Pull out each line of the items below that contains the string "side", matching case exactly.

--------------------------------------------------

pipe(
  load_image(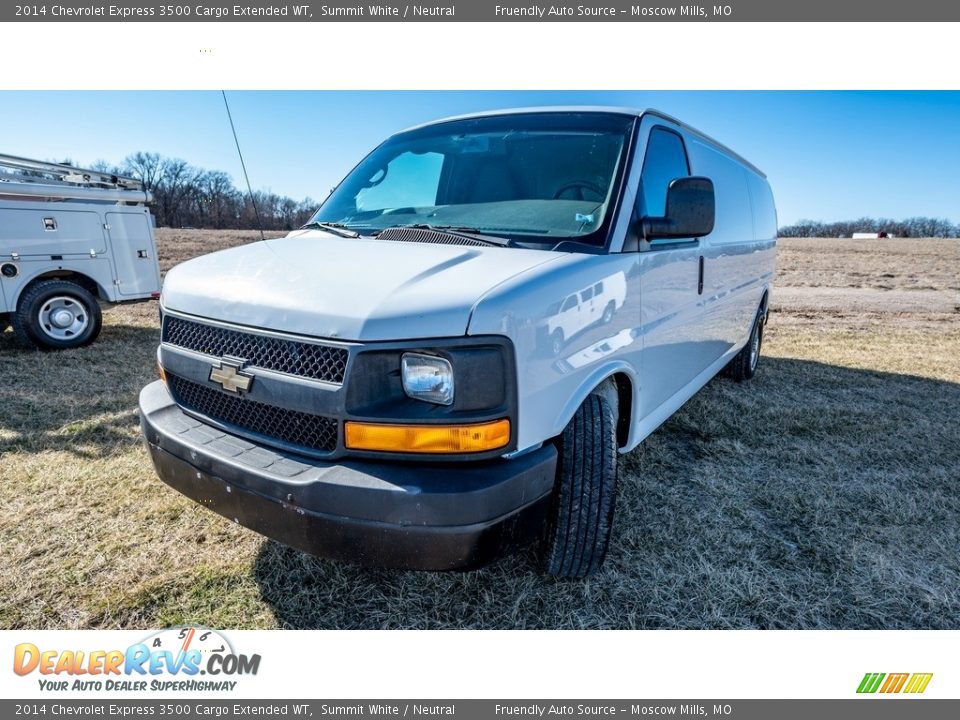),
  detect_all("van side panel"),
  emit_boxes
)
[689,139,775,358]
[467,250,641,450]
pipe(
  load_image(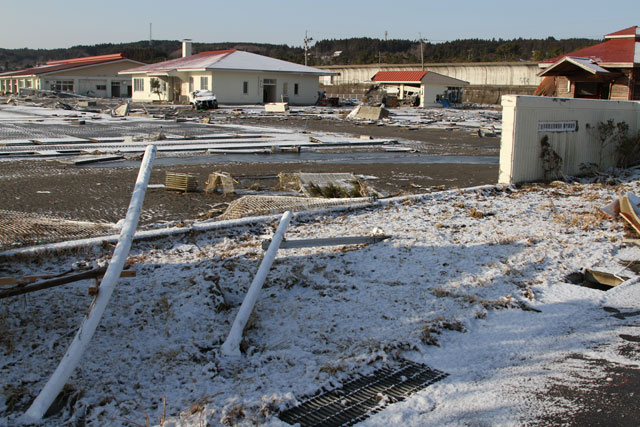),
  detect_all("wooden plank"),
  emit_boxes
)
[584,268,629,287]
[0,267,136,299]
[262,235,391,250]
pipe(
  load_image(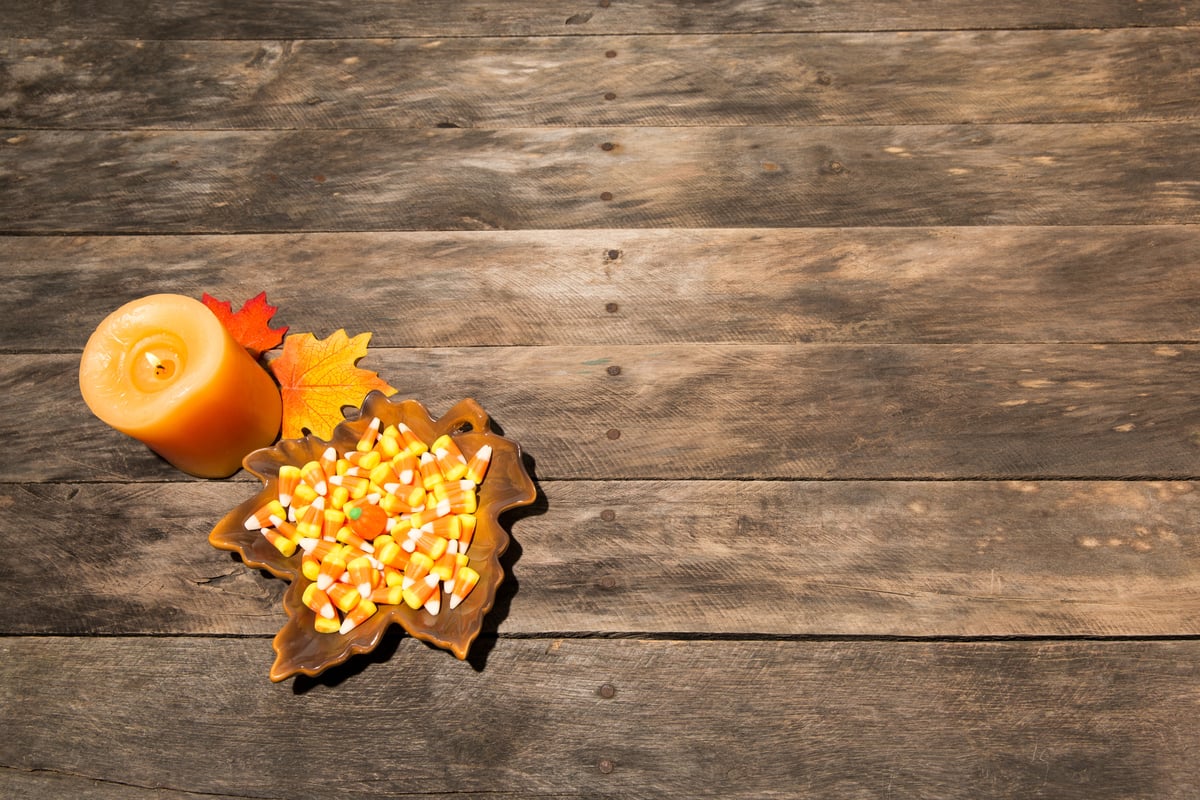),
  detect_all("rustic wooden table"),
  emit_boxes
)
[0,0,1200,800]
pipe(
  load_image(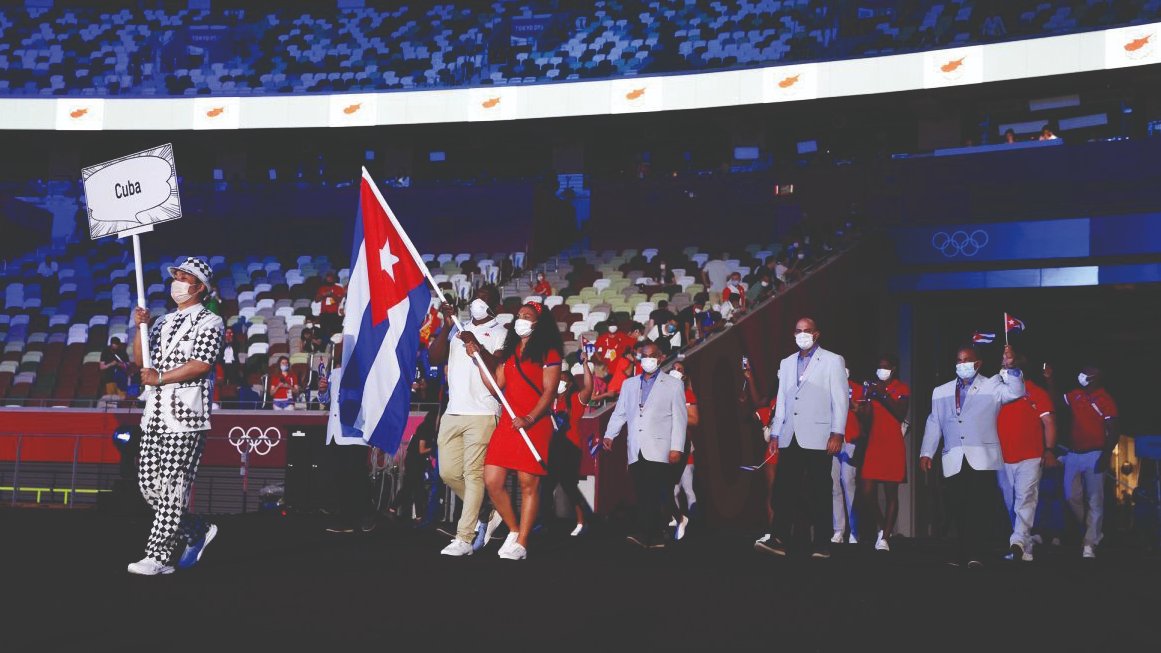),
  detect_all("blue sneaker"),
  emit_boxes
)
[178,524,217,569]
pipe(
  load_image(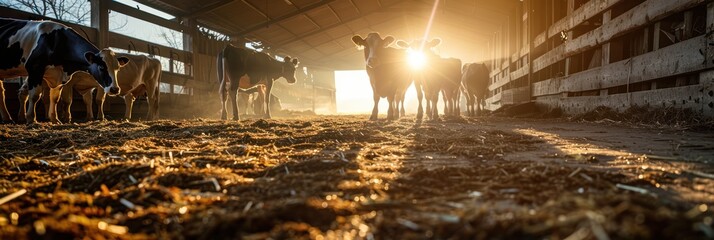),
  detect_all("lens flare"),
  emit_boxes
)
[407,50,426,70]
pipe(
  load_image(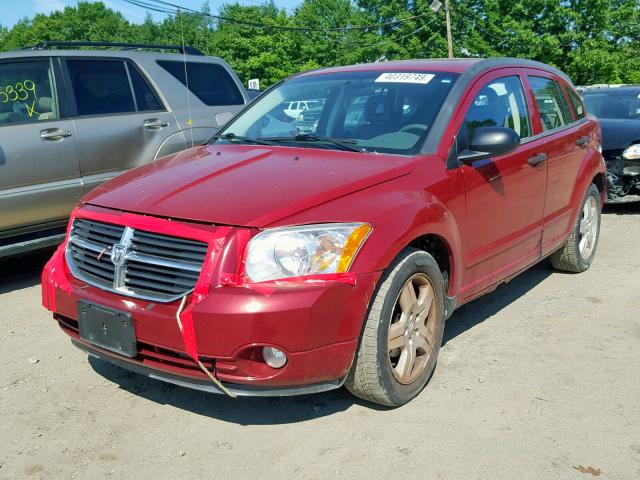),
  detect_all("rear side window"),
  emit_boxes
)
[158,60,244,106]
[67,60,136,115]
[128,65,164,112]
[0,60,60,126]
[529,77,573,131]
[458,76,531,151]
[567,88,585,120]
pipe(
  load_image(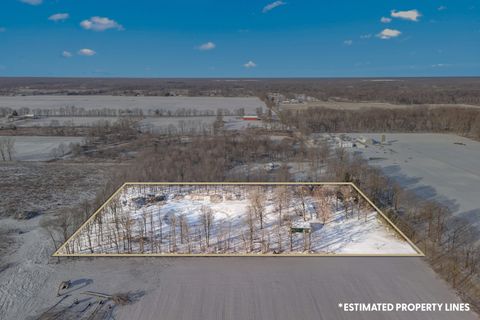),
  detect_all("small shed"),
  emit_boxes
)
[290,221,312,233]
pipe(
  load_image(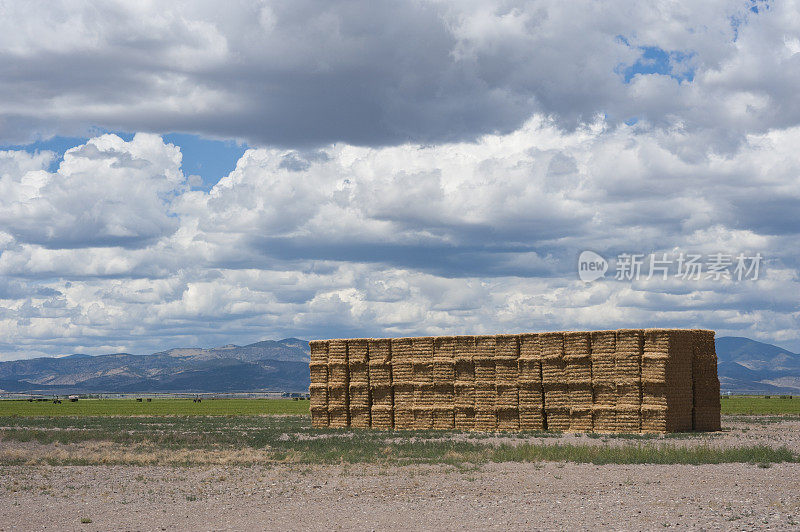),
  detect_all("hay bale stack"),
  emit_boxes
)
[308,340,329,428]
[539,333,570,431]
[473,335,497,431]
[614,329,644,432]
[590,331,617,432]
[411,337,435,429]
[433,336,456,430]
[391,338,414,429]
[564,332,593,432]
[367,339,394,430]
[494,334,519,430]
[517,334,545,430]
[328,340,350,428]
[692,329,721,431]
[641,329,693,433]
[309,329,720,433]
[347,338,371,429]
[453,336,477,430]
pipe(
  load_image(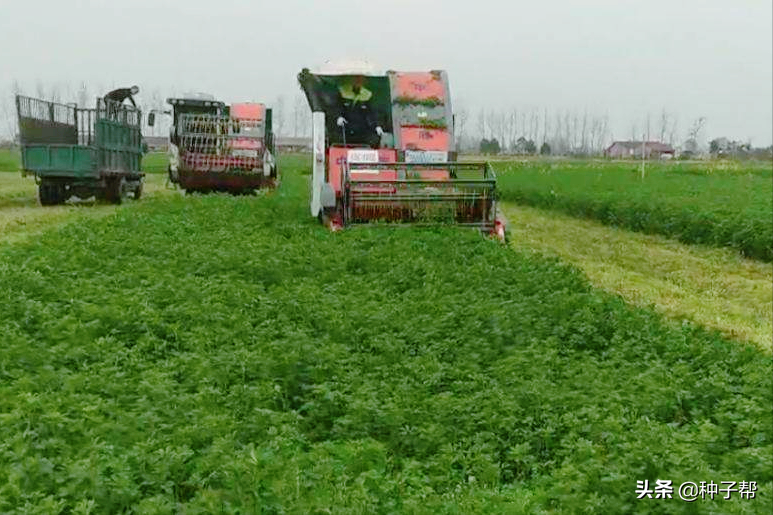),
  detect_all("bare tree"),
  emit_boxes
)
[273,95,285,136]
[476,108,486,139]
[658,107,668,143]
[293,93,305,138]
[454,106,470,150]
[77,81,89,107]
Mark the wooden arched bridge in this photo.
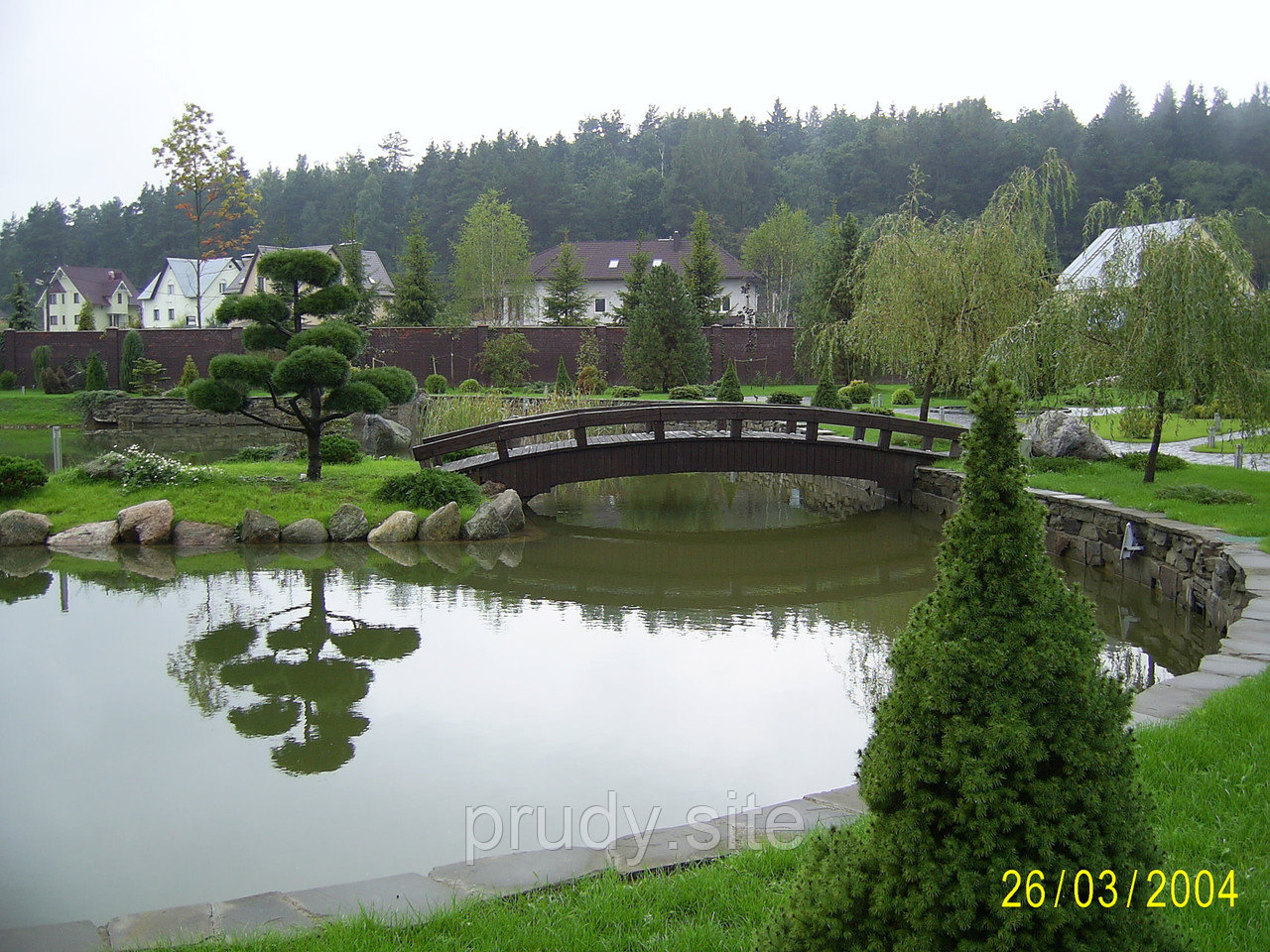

--------------------------------------------------

• **Response**:
  detect_all("van side panel"),
  detect_all("rear side window"),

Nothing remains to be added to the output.